SMiSHing is another term for SMS Phishing—a type of phishing attack that is received through a mobile phone as an SMS message. The message may contain a link to a website and ask customers to verify their accounts, unsubscribe or subscribe to a service, or activate their memberships.
Some SMS-based phishing attacks do not contain website links in the message, but do include a phone number for the recipient to call to activate or provide information requested from automated prompts. The SMS phishing message may also contain nothing but a text message, and the potential victim is instructed to reply to the message with a yes or no text message in response.
How Can SMiSHing Harm Legitimate Businesses?
Phishing, as we know, is a form of criminal activity. If a business name is used by a fraudster, the company or business name may become unpopular to potential customers. That is, if the company being targeted by phishers does not take action to clarify that their business is not involved and associated with recent phishing attacks, customers may lose faith or even blame the business for the phisher’s actions.
Below are examples of SMiSHing attacks that I have received over the past few weeks:
The above message is from a service number. If I respond to the message with a “Yes”, my account will be credited for the amount requested by the SMiSHer. Here’s another example of a fake service message via SMS that contains a link to download a file which is infected:
Below is yet another example of SMiShing that I received. This one used a company name “Power Root Sdn.” (Sdn is an abbreviation for Sendirian Berhad, which means “private business” in the Malaysian language) in the message. The company Power Root may or may not exist, but the message announces that I won 20K and should call the provided number to claim the prize.
People who respond to the message or call the provided number will be prompted to provide their credit card number, mother’s maiden name, birthday and other personal information, allowing the phishers to gain access to their accounts.
People who have not heard of SMiSHing might fall into the trap of revealing their identity or giving out private information such as credit card numbers, social security numbers, and other personal data. If the victim realizes that they are being phished via SMS messages, they might blame the other victim—the business or company being used by the fraudsters. The customers will become unsatisfied because the company did not alert them of potential fraud or scam messages using their business name. In some cases, the unsuspecting customer might expect that something good actually happened, e.g. winning money from the company that supposedly hosted a contest. They will try to claim the amount they’ve won. The company will now have to deal with the customer and explain their business is not associated with the fake SMS message.
● ● ● ●
• To do:
In the text on SMiSHing, what does the abbreviation "Sdn" stand for?

• Excerpted data:
● ● ● ●
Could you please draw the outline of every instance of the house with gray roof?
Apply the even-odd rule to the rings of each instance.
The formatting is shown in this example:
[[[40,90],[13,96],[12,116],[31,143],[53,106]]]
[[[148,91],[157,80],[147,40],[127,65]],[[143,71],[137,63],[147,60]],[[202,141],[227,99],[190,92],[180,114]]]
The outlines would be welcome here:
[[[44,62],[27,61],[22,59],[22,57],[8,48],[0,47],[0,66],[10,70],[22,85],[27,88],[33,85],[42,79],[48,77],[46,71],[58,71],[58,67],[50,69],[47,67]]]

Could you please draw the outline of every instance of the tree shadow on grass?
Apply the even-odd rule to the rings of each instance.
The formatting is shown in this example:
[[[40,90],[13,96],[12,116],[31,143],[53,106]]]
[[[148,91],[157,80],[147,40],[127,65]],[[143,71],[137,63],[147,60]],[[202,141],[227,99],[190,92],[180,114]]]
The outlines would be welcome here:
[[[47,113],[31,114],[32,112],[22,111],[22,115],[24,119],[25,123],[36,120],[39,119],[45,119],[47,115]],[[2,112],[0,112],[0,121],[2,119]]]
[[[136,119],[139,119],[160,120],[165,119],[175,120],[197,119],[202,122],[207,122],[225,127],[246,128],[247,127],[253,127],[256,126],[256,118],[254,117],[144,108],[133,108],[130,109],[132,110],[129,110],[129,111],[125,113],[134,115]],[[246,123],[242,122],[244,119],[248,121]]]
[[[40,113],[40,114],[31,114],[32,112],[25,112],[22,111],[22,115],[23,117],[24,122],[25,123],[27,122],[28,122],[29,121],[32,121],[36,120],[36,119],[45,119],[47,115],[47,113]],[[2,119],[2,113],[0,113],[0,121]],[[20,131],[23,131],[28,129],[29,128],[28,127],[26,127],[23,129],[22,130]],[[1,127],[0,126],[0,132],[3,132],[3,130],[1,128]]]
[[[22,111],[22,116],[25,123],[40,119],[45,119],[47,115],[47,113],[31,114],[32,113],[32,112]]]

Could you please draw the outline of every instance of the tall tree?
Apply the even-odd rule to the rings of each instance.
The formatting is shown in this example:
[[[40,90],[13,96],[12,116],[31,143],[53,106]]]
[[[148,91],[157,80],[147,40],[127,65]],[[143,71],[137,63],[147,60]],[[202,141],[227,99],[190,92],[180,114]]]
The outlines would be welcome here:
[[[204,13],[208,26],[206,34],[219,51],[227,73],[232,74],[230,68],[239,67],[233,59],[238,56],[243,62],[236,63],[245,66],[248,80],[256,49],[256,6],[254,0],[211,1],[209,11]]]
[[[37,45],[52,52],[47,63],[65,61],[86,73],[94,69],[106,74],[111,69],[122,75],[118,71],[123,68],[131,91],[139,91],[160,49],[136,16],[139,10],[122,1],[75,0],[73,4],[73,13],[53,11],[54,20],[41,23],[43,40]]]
● ● ● ●
• Task solution:
Sendirian Berhad, which means "private business" in the Malaysian language.